WHAT IS NEEDED.
An exact copy of the data below is needed; please leave out any pictures.

(Image-grounded pointing data)
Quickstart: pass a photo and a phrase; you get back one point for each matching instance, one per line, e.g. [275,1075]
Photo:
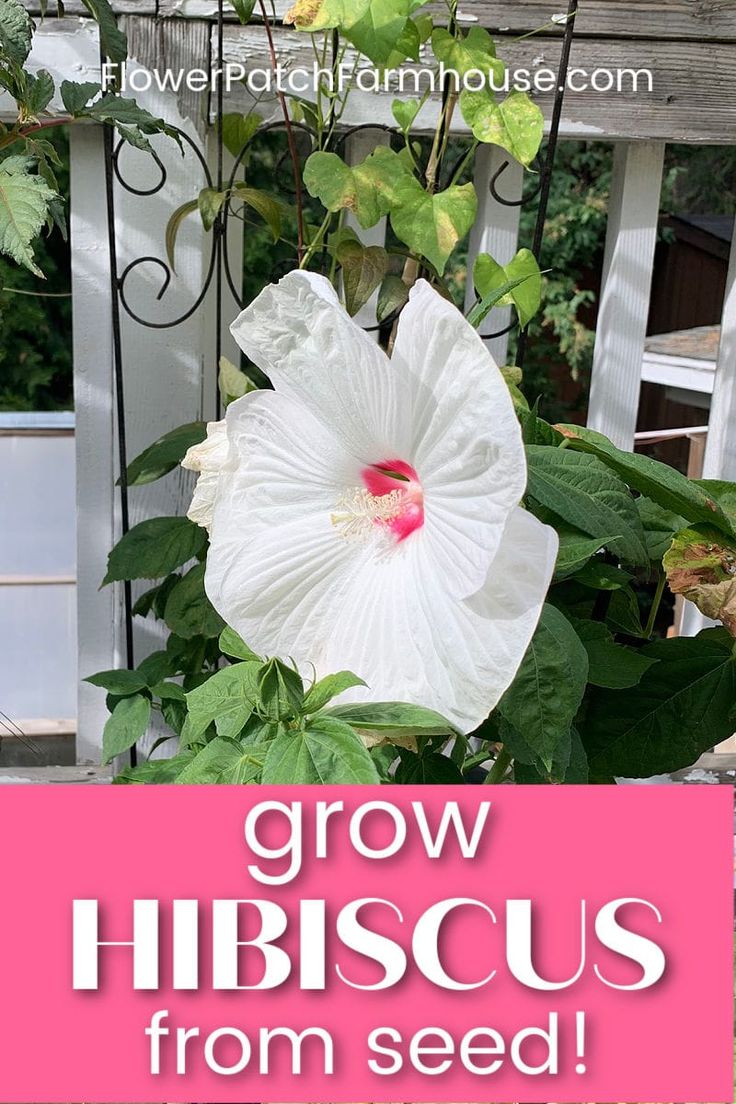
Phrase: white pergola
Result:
[170,373]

REPLY TO THE EXERCISE.
Quickstart: pass a photo and a phrase; you get back one point for each matching instance, one per line, e.g. [275,1075]
Photo:
Phrase: white pergola
Result:
[170,373]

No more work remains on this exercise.